#### WHAT YOU WILL DO
Starting at the line that contains "Every instance of the hand holding fabric gets" and ending at the end of the items, write out every line again, requests included, and scale each polygon coordinate in the answer outlines by 0.65, rounding to whole numbers with halves rounded up. Leave the numbers in the requests and their format samples unchanged.

--- Begin DATA EXTRACT ---

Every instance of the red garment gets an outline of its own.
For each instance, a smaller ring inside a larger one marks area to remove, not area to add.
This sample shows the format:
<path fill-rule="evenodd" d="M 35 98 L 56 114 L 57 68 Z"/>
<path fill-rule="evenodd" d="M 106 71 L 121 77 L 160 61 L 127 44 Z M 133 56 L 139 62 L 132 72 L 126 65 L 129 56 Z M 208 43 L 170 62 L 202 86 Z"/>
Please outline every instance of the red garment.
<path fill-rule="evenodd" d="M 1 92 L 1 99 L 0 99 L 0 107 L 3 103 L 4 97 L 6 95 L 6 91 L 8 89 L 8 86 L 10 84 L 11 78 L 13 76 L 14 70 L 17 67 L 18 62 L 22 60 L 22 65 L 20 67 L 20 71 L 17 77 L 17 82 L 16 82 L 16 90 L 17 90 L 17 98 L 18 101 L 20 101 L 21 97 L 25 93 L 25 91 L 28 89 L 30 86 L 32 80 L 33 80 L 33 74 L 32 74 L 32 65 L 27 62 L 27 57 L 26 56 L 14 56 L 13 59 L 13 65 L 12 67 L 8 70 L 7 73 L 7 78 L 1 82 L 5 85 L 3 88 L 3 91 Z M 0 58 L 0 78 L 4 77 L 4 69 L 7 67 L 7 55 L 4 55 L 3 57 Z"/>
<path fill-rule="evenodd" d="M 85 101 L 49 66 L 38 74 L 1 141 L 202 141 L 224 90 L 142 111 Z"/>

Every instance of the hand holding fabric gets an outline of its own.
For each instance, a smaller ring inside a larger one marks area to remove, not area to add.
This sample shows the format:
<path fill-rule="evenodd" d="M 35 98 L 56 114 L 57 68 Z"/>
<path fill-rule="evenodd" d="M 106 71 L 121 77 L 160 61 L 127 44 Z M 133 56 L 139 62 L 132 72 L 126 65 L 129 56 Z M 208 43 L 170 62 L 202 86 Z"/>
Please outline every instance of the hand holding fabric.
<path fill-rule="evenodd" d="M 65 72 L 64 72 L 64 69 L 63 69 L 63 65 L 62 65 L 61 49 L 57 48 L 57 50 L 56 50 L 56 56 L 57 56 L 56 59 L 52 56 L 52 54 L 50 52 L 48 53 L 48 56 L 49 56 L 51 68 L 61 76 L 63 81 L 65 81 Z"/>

--- End DATA EXTRACT ---

#### WRITTEN REPLY
Every instance of the hand holding fabric gets an outline of its own.
For each instance, a smaller ring inside a larger one marks area to remove, not area to add.
This sample shows the format:
<path fill-rule="evenodd" d="M 35 98 L 56 114 L 57 68 Z"/>
<path fill-rule="evenodd" d="M 106 71 L 121 77 L 160 61 L 127 44 Z M 133 56 L 139 62 L 132 72 L 126 65 L 129 56 Z M 208 43 L 170 62 L 202 86 Z"/>
Please outline every instance of the hand holding fabric.
<path fill-rule="evenodd" d="M 42 47 L 42 47 L 42 45 L 41 45 L 41 42 L 40 42 L 40 32 L 37 31 L 37 33 L 36 33 L 36 36 L 37 36 L 36 38 L 34 36 L 34 35 L 33 34 L 31 34 L 31 36 L 32 36 L 33 44 L 40 49 L 41 53 L 42 53 Z"/>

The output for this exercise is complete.